-- start --

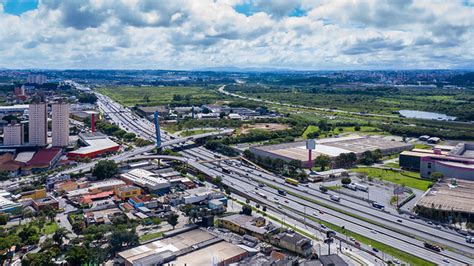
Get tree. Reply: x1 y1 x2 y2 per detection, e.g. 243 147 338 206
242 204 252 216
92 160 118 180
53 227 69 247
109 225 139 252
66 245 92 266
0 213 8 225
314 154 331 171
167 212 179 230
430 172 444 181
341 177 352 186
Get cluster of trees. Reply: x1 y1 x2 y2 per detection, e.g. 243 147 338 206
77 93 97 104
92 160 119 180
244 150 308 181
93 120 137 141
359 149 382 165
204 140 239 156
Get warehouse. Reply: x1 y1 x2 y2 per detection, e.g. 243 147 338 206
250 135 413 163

-- end --
-- start --

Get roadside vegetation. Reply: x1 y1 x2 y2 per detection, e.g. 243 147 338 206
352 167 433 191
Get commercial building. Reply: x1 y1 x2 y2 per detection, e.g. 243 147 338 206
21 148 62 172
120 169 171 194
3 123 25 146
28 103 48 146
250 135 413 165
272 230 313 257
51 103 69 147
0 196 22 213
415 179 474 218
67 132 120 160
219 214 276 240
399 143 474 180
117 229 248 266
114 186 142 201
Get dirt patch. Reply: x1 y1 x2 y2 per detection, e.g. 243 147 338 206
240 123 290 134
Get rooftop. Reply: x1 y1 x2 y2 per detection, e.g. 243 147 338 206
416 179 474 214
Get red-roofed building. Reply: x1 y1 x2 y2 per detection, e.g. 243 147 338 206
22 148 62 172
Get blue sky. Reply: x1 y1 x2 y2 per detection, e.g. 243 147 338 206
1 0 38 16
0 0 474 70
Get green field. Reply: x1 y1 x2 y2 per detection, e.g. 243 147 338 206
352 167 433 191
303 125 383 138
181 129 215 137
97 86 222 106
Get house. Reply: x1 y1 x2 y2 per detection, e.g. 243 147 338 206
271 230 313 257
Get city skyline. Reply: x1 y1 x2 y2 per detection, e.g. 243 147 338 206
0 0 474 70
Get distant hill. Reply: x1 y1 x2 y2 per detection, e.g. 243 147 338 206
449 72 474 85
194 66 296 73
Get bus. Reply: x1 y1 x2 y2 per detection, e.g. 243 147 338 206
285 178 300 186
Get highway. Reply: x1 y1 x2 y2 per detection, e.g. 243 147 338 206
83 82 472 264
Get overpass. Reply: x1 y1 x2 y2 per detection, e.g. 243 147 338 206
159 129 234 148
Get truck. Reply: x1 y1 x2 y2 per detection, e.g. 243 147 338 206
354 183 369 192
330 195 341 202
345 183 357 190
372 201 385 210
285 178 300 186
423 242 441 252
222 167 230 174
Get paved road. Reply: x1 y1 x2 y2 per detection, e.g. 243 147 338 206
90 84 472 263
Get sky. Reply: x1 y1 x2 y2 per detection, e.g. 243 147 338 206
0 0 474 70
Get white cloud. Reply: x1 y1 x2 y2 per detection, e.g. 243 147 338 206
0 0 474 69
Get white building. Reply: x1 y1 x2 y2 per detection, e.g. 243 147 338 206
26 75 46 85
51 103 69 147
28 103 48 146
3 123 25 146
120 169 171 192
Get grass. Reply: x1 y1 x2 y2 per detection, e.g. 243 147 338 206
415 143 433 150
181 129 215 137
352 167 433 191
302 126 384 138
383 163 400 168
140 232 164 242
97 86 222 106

-- end --
-- start --

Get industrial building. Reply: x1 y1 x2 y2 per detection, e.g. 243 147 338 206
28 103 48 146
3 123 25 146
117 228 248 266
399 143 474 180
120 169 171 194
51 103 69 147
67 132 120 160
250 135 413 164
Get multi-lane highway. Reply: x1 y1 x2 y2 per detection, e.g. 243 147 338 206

-- end --

* [AIM OF THE TASK]
Format the lines above, from the one containing "Get tree. Reply: x1" through the one containing "341 177 352 186", as a JSON list of strings with one string per line. Include both end lines and leave out any blank lines.

* [EXPECTED OUTPUT]
[
  "Get tree. Reply: x1 y1 x2 y2 per detection, e.g. 243 147 338 206",
  "242 204 252 216",
  "92 160 118 180",
  "53 227 69 247",
  "109 225 139 252",
  "66 245 92 266",
  "0 213 8 225",
  "314 154 331 171",
  "167 212 179 230",
  "430 172 444 181",
  "341 177 352 186"
]